Job
Continue the N+1 query incident write-up, picking up right after its last line.

A production incident where an N+1 query problem in a user feed endpoint caused database load to spike, slowing down the entire API. Learn about N+1 queries, eager loading, and query optimization.

Intermediate20 min read

This is a story about how a seemingly simple feature addition—showing user avatars in a feed—caused our API to slow down from 100ms to 10+ seconds. It's also about why understanding database query patterns matters, and how we learned to profile queries before deploying.


Context

We were running a social media API with a feed endpoint that returned posts from users you follow. The system handled about 2M feed requests per day. Initially, the feed only showed post content and timestamps.

Original Architecture:

graph TB
    Client[Client] --> API[API Server]
    API --> Cache[Redis Cache]
    API --> DB[(PostgreSQL Database)]
    Cache --> DB

Technology Choices:

  • API: Node.js with Express
  • Database: PostgreSQL with connection pooling
  • Cache: Redis for feed data
  • ORM: Sequelize

Assumptions Made:

  • Feed queries would be fast (indexed user_id and created_at)

[Items listed in a dataset]
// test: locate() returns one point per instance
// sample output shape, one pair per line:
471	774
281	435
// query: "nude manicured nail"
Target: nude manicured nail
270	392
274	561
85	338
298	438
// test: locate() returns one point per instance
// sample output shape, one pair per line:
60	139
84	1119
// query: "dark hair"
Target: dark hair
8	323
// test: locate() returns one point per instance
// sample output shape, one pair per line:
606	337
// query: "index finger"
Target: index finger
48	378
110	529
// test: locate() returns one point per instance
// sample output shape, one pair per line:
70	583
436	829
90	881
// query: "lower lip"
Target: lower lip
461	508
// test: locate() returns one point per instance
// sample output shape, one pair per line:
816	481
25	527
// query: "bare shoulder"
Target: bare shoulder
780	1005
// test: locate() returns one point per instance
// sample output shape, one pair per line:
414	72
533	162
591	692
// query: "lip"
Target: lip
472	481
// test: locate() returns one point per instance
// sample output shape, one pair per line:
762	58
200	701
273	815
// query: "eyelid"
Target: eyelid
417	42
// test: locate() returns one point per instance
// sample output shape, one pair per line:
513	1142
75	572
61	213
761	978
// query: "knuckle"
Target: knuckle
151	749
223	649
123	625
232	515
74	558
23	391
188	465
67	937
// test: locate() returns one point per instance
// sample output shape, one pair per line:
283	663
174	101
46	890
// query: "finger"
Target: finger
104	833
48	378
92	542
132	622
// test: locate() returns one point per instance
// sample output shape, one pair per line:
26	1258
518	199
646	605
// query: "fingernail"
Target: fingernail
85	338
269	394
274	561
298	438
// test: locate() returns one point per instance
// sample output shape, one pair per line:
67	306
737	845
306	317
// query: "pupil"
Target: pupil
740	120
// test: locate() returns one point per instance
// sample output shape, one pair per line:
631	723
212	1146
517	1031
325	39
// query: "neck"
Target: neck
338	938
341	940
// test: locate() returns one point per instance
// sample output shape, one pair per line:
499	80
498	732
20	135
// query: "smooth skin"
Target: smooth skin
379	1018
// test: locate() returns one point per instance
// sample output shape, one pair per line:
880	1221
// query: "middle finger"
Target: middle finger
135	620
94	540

Exercise output
  • Database could handle feed request load
  • Adding user avatars wouldn't significantly impact performance

The Incident

Timeline:

  • Day 1: Feature deployed: show user avatars in feed
  • Day 2: API response time increased from 100ms to 500ms (noticed but not investigated)
  • Day 3: Response time increased to 2 seconds (alert fired)
  • Day 4: Response time increased to 5 seconds (investigation started)
  • Day 5: Response time increased to 10+ seconds (service degradation)
  • Day 5, 2:00 PM: Database CPU usage at 90%
  • Day 5, 2:15 PM: On-call engineer paged
  • Day 5, 2:30 PM: Identified N+1 query problem
  • Day 5, 3:00 PM: Hotfix deployed (eager loading)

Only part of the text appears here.